- Request -
Set out every line of the records below as a numbered list, skipping any blank lines. Leave the pictures out of your answer.

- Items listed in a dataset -
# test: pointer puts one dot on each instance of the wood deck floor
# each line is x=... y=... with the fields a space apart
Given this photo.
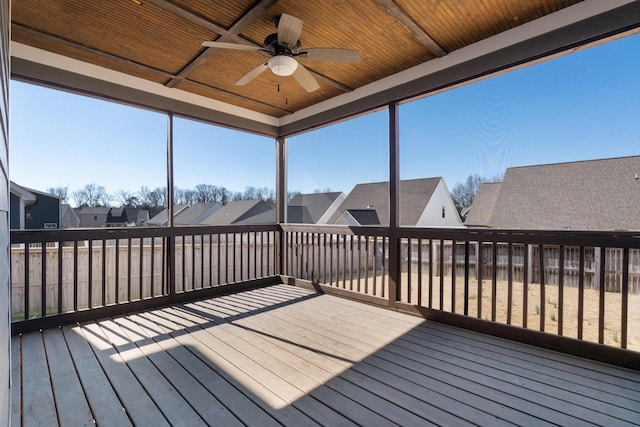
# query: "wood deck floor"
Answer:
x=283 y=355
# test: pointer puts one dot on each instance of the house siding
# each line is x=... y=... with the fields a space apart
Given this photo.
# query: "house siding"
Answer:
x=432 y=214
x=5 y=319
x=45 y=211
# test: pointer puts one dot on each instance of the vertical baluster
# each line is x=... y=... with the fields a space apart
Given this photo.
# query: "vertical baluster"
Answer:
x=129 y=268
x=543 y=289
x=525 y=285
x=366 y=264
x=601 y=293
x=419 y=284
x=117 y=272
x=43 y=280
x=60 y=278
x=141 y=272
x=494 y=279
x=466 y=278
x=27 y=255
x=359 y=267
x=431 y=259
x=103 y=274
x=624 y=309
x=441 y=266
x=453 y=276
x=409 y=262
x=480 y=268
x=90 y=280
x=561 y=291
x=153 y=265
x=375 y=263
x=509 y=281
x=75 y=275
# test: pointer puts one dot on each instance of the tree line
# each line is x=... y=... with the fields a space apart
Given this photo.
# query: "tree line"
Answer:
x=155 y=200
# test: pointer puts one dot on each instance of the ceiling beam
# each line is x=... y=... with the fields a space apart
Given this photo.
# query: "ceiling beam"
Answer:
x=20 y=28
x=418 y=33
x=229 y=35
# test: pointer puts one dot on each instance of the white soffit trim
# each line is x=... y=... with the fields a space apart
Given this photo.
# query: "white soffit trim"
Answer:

- Written solution -
1. # test: pointer puts one dot on each instance of the wood deck floor
2. # each line is x=... y=... with the fields a space apart
3. Given this photo.
4. # query: "wood deck floor"
5. Answer:
6. x=283 y=355
7. # test: pointer puts one dot on each instance of the house siding
8. # each line is x=... y=... with the fields a space apart
9. Given this photo.
10. # query: "house siding"
11. Answer:
12. x=432 y=214
13. x=5 y=319
14. x=45 y=211
15. # test: pointer puts one dot on each instance of the vertical baluster
16. # each line is x=... y=... with the fields a space apart
17. Given this photo.
18. # query: "vertical baluster"
19. Answer:
20. x=129 y=268
21. x=543 y=289
22. x=525 y=285
23. x=366 y=264
24. x=601 y=293
25. x=419 y=284
26. x=117 y=272
27. x=43 y=280
28. x=60 y=278
29. x=141 y=272
30. x=494 y=279
31. x=466 y=278
32. x=27 y=255
33. x=359 y=267
34. x=431 y=259
35. x=103 y=274
36. x=624 y=309
37. x=441 y=266
38. x=453 y=276
39. x=409 y=262
40. x=480 y=268
41. x=90 y=280
42. x=561 y=291
43. x=153 y=265
44. x=375 y=263
45. x=509 y=281
46. x=75 y=275
47. # test: pointer puts one dot on each instance of the tree line
48. # each line is x=... y=... with the fields a space apart
49. Given this photo.
50. # query: "tree line"
51. Answer:
52. x=155 y=200
53. # test: pointer puts one dot on each instance of the ceiling beam
54. # each line is x=... y=... with the fields a space apart
55. Given this photo.
56. # query: "ceiling beam"
57. Answer:
58. x=20 y=28
59. x=418 y=33
60. x=229 y=35
61. # test: pointer puts one dot on each instance of the white soffit trim
62. # each line is x=... y=... with the fields a space apart
63. Given this photo.
64. # query: "white soffit trim"
65. Answer:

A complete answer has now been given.